(Dataset rows)
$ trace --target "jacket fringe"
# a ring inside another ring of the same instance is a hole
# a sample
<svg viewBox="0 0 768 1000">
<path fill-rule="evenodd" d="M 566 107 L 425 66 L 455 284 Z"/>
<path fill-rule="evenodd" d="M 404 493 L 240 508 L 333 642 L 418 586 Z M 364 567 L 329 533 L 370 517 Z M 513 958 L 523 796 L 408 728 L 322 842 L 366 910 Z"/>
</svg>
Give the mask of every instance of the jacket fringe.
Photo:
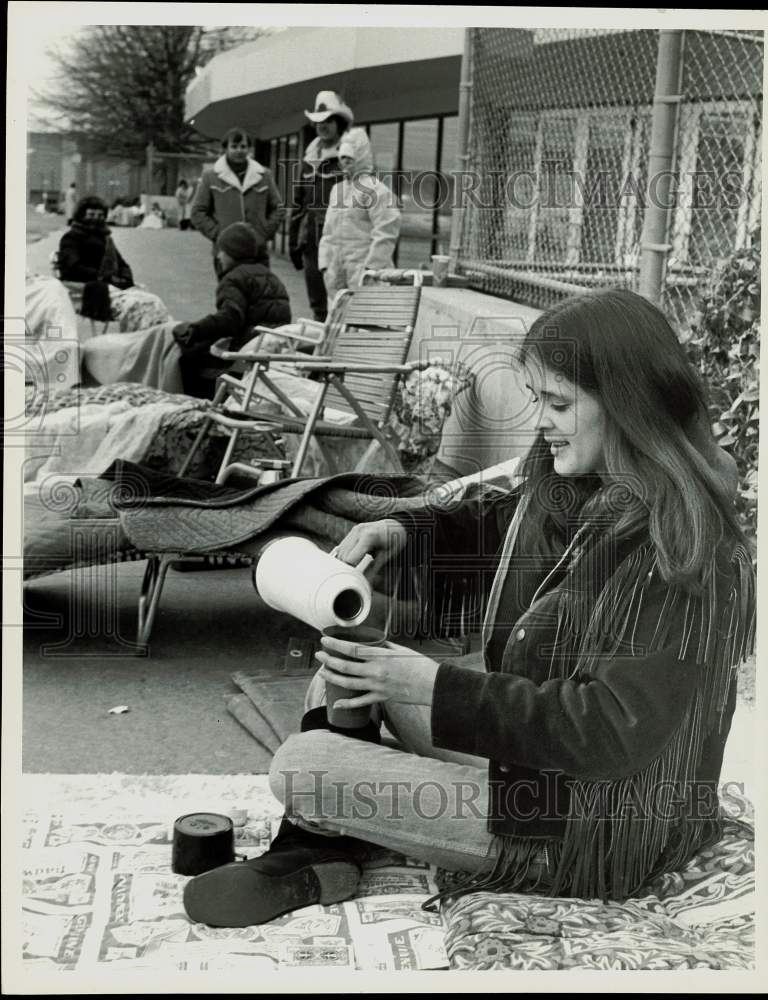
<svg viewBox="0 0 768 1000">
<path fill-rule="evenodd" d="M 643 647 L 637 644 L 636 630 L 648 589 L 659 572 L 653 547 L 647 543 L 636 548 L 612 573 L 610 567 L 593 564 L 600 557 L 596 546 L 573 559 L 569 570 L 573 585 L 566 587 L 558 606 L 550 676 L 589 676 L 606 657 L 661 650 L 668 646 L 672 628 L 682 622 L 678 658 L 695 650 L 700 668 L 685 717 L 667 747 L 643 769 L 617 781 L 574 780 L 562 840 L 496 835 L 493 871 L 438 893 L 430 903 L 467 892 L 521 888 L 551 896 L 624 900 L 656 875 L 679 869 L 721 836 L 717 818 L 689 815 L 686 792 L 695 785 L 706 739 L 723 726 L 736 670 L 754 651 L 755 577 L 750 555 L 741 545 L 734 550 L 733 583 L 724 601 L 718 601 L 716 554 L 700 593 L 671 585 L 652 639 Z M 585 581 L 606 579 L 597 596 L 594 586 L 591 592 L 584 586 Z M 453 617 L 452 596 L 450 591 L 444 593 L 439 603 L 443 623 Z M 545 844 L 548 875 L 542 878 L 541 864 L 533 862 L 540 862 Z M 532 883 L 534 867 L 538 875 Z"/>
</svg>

**DIRECTION:** Duplicate every one of the records above line for line, without any change, and leave out the pictures.

**FULL OUTPUT:**
$ trace --target "jacket fringe"
# a ring inside another ring of the same instance is a hole
# a sample
<svg viewBox="0 0 768 1000">
<path fill-rule="evenodd" d="M 566 107 L 425 66 L 455 284 Z"/>
<path fill-rule="evenodd" d="M 404 493 L 240 508 L 333 642 L 418 586 Z M 364 567 L 329 533 L 370 517 Z M 513 958 L 523 796 L 408 728 L 322 842 L 366 910 Z"/>
</svg>
Give the mask of every instance of the jacket fringe.
Photo:
<svg viewBox="0 0 768 1000">
<path fill-rule="evenodd" d="M 643 647 L 637 644 L 636 630 L 648 589 L 659 572 L 653 547 L 647 543 L 636 548 L 612 573 L 610 567 L 593 564 L 600 557 L 596 546 L 573 559 L 569 570 L 573 585 L 566 587 L 558 606 L 550 676 L 589 676 L 606 657 L 661 650 L 668 646 L 672 628 L 682 622 L 678 658 L 695 650 L 700 668 L 685 717 L 667 747 L 643 769 L 617 781 L 574 780 L 562 840 L 496 835 L 493 871 L 438 893 L 430 903 L 467 892 L 521 888 L 551 896 L 624 900 L 656 875 L 679 869 L 721 836 L 717 818 L 689 815 L 686 792 L 695 785 L 706 739 L 723 726 L 736 670 L 754 651 L 755 577 L 750 555 L 741 545 L 734 550 L 733 583 L 724 601 L 718 601 L 716 554 L 700 593 L 671 585 L 652 639 Z M 585 581 L 606 579 L 597 596 L 594 586 L 591 592 L 584 586 Z M 453 617 L 452 596 L 450 591 L 444 593 L 439 603 L 443 623 Z M 545 844 L 548 875 L 542 878 L 541 864 L 533 862 L 540 862 Z M 532 883 L 534 867 L 538 875 Z"/>
</svg>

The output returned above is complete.